- **INSTRUCTIONS FOR THE TASK**
The answer must consist only of the lines from the line with "183L387 193L395 201L402" to the line with "309L66 312L67 305L64", both included, exactly as they stand below.

- **Stored data**
◆ ◆ ◆ ◆

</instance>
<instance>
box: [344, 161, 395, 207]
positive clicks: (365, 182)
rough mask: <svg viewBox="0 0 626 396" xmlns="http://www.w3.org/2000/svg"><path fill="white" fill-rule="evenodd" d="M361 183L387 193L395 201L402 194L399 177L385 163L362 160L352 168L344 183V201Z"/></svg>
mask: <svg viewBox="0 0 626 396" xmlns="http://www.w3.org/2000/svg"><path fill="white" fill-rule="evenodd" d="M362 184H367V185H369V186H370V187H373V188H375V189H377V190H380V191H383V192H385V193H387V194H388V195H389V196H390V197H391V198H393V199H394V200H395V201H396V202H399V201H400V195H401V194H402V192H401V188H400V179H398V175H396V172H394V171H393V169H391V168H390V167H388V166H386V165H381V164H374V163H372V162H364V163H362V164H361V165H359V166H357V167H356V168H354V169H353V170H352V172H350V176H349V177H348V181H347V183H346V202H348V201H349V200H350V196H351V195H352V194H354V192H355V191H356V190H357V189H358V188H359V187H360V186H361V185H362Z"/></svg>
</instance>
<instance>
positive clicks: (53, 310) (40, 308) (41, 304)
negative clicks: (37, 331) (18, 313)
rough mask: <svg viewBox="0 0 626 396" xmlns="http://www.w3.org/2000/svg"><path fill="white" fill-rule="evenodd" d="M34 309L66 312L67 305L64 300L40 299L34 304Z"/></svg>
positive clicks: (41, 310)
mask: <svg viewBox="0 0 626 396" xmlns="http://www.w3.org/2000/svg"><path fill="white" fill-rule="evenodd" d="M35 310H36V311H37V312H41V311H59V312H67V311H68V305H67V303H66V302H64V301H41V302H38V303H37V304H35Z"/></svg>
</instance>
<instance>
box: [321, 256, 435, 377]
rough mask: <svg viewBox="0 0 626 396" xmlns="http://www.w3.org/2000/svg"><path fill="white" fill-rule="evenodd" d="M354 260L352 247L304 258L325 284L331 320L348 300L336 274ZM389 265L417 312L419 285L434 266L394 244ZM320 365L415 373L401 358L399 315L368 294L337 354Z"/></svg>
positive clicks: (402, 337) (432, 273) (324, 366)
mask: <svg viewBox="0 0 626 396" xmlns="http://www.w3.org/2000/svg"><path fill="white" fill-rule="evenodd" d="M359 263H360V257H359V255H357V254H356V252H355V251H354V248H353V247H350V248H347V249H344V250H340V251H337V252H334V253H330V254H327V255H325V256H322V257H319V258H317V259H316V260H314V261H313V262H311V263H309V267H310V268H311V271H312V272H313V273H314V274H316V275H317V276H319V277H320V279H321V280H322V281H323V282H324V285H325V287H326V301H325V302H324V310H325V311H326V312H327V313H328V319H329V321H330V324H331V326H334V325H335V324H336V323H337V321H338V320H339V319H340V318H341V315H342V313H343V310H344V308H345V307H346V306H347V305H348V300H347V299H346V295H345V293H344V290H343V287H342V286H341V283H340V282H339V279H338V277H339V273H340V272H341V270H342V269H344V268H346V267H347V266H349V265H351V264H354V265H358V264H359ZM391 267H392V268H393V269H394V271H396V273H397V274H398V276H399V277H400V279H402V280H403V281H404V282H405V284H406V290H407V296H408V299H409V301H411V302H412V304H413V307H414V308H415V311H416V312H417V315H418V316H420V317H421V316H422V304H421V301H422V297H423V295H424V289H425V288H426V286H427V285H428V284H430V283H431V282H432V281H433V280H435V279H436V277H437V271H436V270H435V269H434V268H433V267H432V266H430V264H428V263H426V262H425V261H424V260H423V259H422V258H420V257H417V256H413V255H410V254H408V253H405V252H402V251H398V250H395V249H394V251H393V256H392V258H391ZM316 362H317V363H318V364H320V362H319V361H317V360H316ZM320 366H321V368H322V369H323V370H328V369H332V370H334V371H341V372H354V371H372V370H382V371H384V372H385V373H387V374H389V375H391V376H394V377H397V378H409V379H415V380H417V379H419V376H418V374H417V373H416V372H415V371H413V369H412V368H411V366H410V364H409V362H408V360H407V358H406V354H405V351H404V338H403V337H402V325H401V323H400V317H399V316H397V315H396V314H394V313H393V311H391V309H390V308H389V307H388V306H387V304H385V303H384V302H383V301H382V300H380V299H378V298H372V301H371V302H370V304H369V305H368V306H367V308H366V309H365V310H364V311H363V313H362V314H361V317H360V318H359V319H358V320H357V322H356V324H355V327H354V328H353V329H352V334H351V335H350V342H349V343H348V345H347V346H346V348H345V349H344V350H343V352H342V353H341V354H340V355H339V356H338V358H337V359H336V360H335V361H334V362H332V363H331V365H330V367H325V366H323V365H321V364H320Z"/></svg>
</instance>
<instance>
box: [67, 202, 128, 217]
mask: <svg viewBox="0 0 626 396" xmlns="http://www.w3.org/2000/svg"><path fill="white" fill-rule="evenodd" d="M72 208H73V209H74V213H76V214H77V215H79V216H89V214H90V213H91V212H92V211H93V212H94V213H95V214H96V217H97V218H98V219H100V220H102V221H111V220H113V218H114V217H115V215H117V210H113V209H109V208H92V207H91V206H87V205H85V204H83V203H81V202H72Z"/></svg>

◆ ◆ ◆ ◆

- **ANSWER TO THIS TASK**
rough mask: <svg viewBox="0 0 626 396" xmlns="http://www.w3.org/2000/svg"><path fill="white" fill-rule="evenodd" d="M361 183L387 193L395 201L402 194L399 177L385 163L362 160L352 168L344 183V201Z"/></svg>
mask: <svg viewBox="0 0 626 396" xmlns="http://www.w3.org/2000/svg"><path fill="white" fill-rule="evenodd" d="M362 184H367V185H369V186H370V187H373V188H375V189H377V190H380V191H383V192H385V193H387V194H388V195H389V196H390V197H391V198H393V199H394V200H395V201H396V202H399V201H400V195H401V194H402V192H401V188H400V179H398V175H396V172H394V171H393V169H391V168H390V167H388V166H386V165H381V164H374V163H372V162H364V163H362V164H361V165H359V166H357V167H356V168H354V169H353V170H352V172H350V176H349V177H348V181H347V183H346V202H348V201H349V200H350V196H351V195H352V194H354V192H355V191H356V190H357V189H358V188H359V187H360V186H361V185H362Z"/></svg>
</instance>
<instance>
positive clicks: (53, 310) (40, 308) (41, 304)
negative clicks: (37, 331) (18, 313)
rough mask: <svg viewBox="0 0 626 396" xmlns="http://www.w3.org/2000/svg"><path fill="white" fill-rule="evenodd" d="M34 309L66 312L67 305L64 300L40 299L34 304Z"/></svg>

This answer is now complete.